• **页面摘录**:
────
2024-07-06 01:55:36   222人阅读

FatMouse‘ Trade

Time Limit: 2000/1000 MS (Java/Others)    Memory Limit: 65536/32768 K (Java/Others)
Total Submission(s): 40975    Accepted Submission(s): 13563


Problem Description
FatMouse prepared M pounds of cat food, ready to trade with the cats guarding the warehouse containing his favorite food, JavaBean.
The warehouse has N rooms. The i-th room contains J[i] pounds of JavaBeans and requires F[i] pounds of cat food. FatMouse does not have to trade for all the JavaBeans in the room, instead, he may get J[i]* a% pounds of JavaBeans if he pays F[i]* a% pounds of cat food. Here a is a real number. Now he is assigning this homework to you: tell him the maximum amount of JavaBeans he can obtain.
────
• **练习**: 按照页面摘录，FatMouse 最喜欢的食物叫什么？

• **所给记录**:
────
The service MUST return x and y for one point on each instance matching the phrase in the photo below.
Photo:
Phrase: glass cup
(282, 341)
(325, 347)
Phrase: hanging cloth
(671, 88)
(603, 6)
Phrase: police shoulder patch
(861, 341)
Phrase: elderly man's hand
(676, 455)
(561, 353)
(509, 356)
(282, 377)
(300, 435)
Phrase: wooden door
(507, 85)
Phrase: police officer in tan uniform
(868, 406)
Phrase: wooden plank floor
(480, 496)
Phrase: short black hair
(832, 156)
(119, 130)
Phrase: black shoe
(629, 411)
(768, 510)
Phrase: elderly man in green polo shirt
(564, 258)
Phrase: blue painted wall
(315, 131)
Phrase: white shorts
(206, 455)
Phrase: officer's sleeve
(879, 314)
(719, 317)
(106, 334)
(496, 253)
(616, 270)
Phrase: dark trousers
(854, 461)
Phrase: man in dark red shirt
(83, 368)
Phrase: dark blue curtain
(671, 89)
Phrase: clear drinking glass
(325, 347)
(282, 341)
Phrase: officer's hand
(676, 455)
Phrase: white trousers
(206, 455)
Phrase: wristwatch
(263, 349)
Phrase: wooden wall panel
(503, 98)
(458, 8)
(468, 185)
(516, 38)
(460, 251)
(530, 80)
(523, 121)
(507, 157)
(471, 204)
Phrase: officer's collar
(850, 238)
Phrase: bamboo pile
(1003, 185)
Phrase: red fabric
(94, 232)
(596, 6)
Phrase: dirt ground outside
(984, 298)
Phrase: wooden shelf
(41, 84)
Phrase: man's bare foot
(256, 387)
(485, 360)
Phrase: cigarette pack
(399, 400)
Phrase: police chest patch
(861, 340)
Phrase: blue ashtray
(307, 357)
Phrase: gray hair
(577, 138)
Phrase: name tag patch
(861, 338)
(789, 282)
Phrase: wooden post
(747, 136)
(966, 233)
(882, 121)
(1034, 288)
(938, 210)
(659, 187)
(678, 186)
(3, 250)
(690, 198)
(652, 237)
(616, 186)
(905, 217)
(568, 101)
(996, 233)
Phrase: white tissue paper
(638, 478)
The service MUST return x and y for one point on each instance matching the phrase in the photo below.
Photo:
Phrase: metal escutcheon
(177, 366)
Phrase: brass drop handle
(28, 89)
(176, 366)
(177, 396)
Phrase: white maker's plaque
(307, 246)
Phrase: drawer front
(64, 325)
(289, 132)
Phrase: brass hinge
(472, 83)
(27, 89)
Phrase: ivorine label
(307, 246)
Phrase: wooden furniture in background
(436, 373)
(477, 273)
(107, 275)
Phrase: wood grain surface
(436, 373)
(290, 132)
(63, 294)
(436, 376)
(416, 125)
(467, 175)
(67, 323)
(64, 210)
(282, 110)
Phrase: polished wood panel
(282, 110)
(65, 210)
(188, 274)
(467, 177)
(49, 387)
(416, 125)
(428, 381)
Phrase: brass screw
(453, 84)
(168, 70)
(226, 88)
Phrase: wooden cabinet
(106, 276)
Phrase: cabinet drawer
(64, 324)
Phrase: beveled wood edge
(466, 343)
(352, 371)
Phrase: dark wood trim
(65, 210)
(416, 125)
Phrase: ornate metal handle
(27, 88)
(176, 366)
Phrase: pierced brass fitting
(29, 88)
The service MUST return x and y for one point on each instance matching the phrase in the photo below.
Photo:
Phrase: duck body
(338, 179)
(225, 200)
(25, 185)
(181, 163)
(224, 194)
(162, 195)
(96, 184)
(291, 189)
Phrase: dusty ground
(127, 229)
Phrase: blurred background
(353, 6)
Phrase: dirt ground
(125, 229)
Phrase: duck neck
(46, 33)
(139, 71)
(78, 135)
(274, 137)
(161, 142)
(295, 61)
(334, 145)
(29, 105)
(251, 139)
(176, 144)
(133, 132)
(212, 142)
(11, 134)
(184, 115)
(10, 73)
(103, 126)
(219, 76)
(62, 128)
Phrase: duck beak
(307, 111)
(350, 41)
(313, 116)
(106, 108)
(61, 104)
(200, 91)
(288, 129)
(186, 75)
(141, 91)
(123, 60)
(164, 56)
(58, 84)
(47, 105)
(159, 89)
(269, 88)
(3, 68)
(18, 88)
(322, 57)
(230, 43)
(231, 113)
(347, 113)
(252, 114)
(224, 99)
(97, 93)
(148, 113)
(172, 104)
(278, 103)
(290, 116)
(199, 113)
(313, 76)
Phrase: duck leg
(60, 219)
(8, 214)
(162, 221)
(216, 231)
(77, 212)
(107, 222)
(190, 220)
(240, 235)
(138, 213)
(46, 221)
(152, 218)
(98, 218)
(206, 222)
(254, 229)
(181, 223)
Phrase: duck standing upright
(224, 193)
────
• **结果**: JavaBean。